> _Dataset entries_
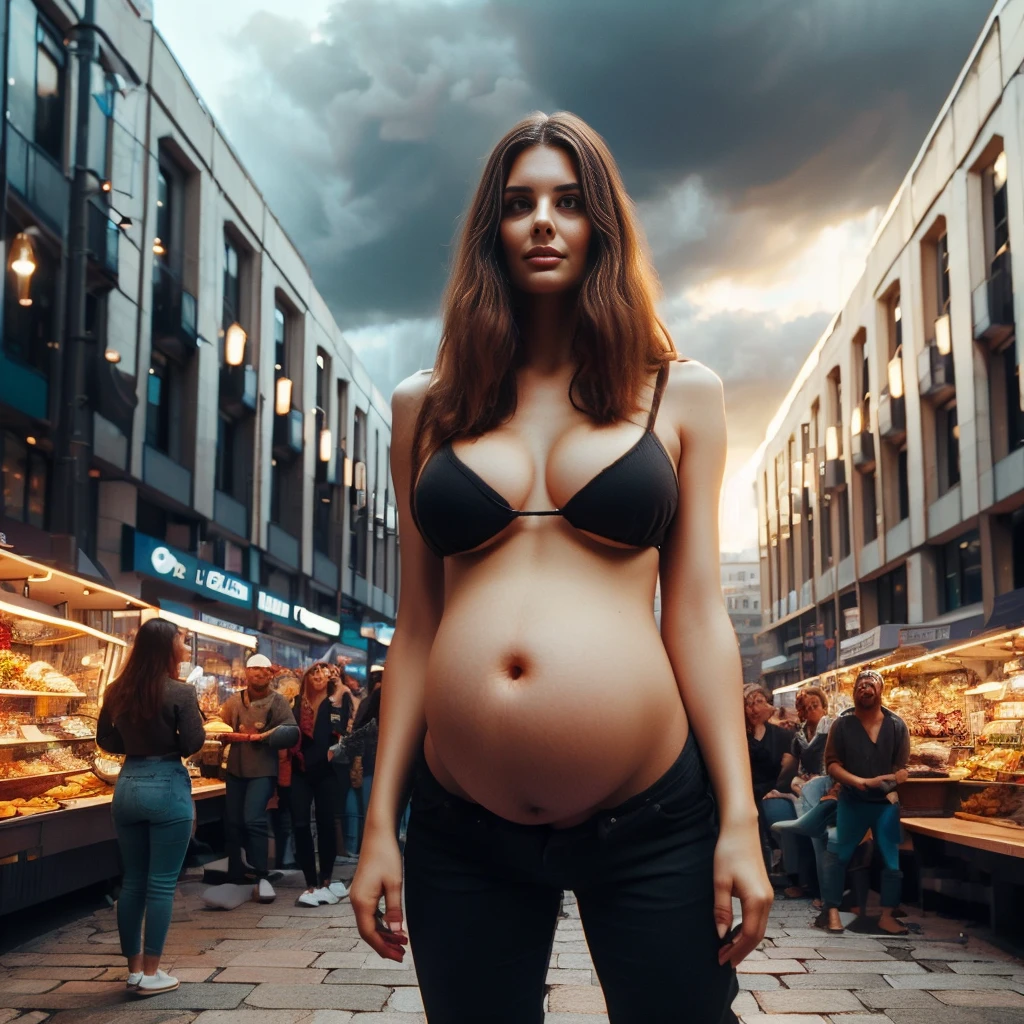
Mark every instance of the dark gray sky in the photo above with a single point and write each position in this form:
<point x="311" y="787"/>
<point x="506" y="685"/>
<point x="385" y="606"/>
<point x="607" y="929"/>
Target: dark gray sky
<point x="760" y="138"/>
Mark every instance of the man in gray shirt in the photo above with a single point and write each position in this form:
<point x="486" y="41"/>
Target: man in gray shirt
<point x="261" y="723"/>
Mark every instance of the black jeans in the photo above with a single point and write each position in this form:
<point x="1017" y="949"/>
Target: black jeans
<point x="317" y="787"/>
<point x="482" y="895"/>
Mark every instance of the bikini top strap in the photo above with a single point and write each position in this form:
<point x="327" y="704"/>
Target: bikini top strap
<point x="663" y="376"/>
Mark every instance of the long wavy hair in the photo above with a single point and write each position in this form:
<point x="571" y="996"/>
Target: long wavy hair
<point x="619" y="337"/>
<point x="135" y="694"/>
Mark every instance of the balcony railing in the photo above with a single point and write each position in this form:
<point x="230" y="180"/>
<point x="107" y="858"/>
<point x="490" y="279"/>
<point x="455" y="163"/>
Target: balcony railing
<point x="862" y="451"/>
<point x="992" y="303"/>
<point x="892" y="417"/>
<point x="935" y="373"/>
<point x="239" y="390"/>
<point x="288" y="435"/>
<point x="104" y="238"/>
<point x="39" y="180"/>
<point x="173" y="314"/>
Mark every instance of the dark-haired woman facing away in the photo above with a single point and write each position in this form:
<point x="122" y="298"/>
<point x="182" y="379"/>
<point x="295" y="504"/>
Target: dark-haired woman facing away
<point x="555" y="464"/>
<point x="154" y="718"/>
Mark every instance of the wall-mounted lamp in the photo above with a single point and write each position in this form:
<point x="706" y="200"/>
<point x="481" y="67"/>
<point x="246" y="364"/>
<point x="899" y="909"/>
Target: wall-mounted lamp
<point x="943" y="341"/>
<point x="896" y="375"/>
<point x="832" y="444"/>
<point x="235" y="346"/>
<point x="23" y="262"/>
<point x="283" y="396"/>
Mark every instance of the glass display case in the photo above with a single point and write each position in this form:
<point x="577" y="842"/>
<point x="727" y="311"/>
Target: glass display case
<point x="52" y="675"/>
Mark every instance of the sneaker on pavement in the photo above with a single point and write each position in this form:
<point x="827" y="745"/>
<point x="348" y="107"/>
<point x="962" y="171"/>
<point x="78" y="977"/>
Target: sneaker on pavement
<point x="151" y="984"/>
<point x="263" y="892"/>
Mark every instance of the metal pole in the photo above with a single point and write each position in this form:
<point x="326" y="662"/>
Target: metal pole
<point x="75" y="426"/>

> _Directions_
Transcribe exactly, and only, the lines that extend from the one containing "Mark every instance of the metal" to the end of the records above, inclusive of both.

> _Task result_
Mark every instance of the metal pole in the photo above with a single point and write each position in this form:
<point x="326" y="662"/>
Target: metal pole
<point x="75" y="426"/>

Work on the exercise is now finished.